* _PROBLEM_: Reproduce each line of the records below verbatim, omitting the pictures.

* _GIVEN DATA_:
● ● ●
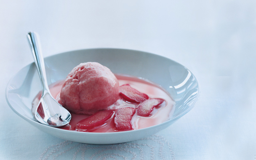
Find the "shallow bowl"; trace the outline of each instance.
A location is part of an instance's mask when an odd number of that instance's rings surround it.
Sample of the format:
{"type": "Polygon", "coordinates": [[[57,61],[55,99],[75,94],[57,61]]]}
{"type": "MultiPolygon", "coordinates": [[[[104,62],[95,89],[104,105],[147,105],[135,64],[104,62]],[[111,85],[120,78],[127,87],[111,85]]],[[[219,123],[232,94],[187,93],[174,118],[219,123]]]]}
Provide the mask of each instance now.
{"type": "Polygon", "coordinates": [[[41,89],[34,63],[22,68],[9,82],[6,90],[9,105],[22,118],[51,135],[78,142],[103,144],[125,142],[154,134],[187,113],[197,100],[197,81],[193,74],[184,66],[161,56],[127,49],[84,49],[45,58],[48,84],[65,79],[75,67],[87,61],[99,62],[115,74],[141,77],[160,85],[175,101],[175,109],[172,117],[164,123],[152,127],[113,133],[77,132],[45,125],[37,122],[31,112],[32,102],[41,89]]]}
● ● ●
* _ANSWER FOR THIS EXERCISE_:
Find the "shallow bowl"; trace the outline of each instance.
A location is part of an instance's mask when an odd number of that instance's rings surround it.
Sample of the format:
{"type": "Polygon", "coordinates": [[[57,61],[55,99],[75,94],[57,61]]]}
{"type": "MultiPolygon", "coordinates": [[[[104,62],[95,89],[104,105],[147,105],[135,64],[104,62]],[[111,85],[120,78],[127,87],[111,85]]],[[[219,123],[232,94],[187,93],[174,118],[219,123]]]]}
Provide the mask of each instance now.
{"type": "Polygon", "coordinates": [[[41,89],[34,63],[22,68],[9,82],[6,90],[9,105],[22,118],[51,135],[78,142],[103,144],[125,142],[154,134],[187,113],[197,100],[197,81],[193,74],[184,66],[161,56],[127,49],[84,49],[45,58],[48,84],[65,79],[75,67],[87,61],[99,62],[115,74],[141,77],[160,85],[175,101],[175,109],[172,117],[164,123],[152,127],[113,133],[77,132],[45,125],[37,122],[31,112],[32,102],[41,89]]]}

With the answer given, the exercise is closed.